[Records from an annotation dataset]
════════════════════

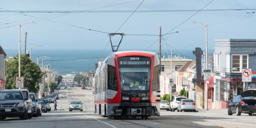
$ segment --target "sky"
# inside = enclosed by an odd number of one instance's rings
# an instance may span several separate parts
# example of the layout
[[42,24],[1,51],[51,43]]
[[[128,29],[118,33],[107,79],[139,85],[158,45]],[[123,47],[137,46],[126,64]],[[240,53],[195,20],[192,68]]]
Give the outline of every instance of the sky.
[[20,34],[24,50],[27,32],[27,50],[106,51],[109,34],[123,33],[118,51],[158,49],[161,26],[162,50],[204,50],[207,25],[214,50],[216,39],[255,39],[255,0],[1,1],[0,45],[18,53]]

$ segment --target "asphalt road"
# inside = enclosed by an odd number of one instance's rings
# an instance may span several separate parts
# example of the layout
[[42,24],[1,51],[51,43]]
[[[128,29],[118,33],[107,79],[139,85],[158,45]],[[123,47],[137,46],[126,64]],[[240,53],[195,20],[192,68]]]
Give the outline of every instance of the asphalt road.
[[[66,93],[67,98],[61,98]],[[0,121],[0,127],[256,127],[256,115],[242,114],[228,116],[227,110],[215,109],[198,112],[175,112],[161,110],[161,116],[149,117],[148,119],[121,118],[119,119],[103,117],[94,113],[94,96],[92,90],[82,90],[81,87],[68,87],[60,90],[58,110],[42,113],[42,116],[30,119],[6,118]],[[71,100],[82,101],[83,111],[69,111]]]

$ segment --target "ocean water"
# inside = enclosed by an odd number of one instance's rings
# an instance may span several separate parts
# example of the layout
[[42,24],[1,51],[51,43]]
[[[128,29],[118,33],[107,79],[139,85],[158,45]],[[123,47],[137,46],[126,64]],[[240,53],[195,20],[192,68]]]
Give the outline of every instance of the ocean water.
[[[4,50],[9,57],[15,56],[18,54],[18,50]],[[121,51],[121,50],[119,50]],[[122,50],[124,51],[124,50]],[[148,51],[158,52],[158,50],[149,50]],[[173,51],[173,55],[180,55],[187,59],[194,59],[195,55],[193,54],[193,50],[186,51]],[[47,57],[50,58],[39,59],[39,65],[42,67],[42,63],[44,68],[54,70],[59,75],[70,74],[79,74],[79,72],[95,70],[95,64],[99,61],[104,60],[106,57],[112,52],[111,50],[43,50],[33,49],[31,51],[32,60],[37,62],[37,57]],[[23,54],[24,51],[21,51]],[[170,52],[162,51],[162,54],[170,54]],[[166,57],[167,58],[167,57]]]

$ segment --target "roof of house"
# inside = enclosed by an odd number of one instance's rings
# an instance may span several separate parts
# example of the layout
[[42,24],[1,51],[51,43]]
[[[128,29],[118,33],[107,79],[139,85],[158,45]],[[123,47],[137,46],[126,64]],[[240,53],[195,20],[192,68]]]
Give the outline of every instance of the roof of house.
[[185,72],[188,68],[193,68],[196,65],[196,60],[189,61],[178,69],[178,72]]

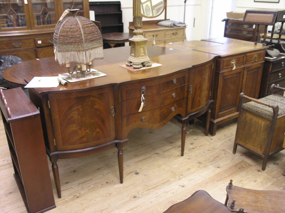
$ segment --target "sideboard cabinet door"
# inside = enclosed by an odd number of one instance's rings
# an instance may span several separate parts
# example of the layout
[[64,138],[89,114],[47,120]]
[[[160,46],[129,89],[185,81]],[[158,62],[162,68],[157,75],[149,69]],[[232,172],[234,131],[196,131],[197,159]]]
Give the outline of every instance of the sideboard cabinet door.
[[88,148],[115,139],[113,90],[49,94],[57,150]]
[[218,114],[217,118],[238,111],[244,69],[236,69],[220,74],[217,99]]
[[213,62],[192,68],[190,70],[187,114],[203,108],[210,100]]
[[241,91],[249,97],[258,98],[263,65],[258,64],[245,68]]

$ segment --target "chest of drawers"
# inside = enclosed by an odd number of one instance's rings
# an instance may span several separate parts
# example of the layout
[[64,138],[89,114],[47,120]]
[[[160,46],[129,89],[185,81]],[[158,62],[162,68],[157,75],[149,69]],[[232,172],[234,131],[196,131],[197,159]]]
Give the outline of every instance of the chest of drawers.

════════════════════

Your task:
Which lines in the data above contain the string "road"? Copy each such line in full, treating uppercase and lowercase letters as distinct.

Correct answer:
$ segment --target "asphalt road"
Give the outline of every instance of the asphalt road.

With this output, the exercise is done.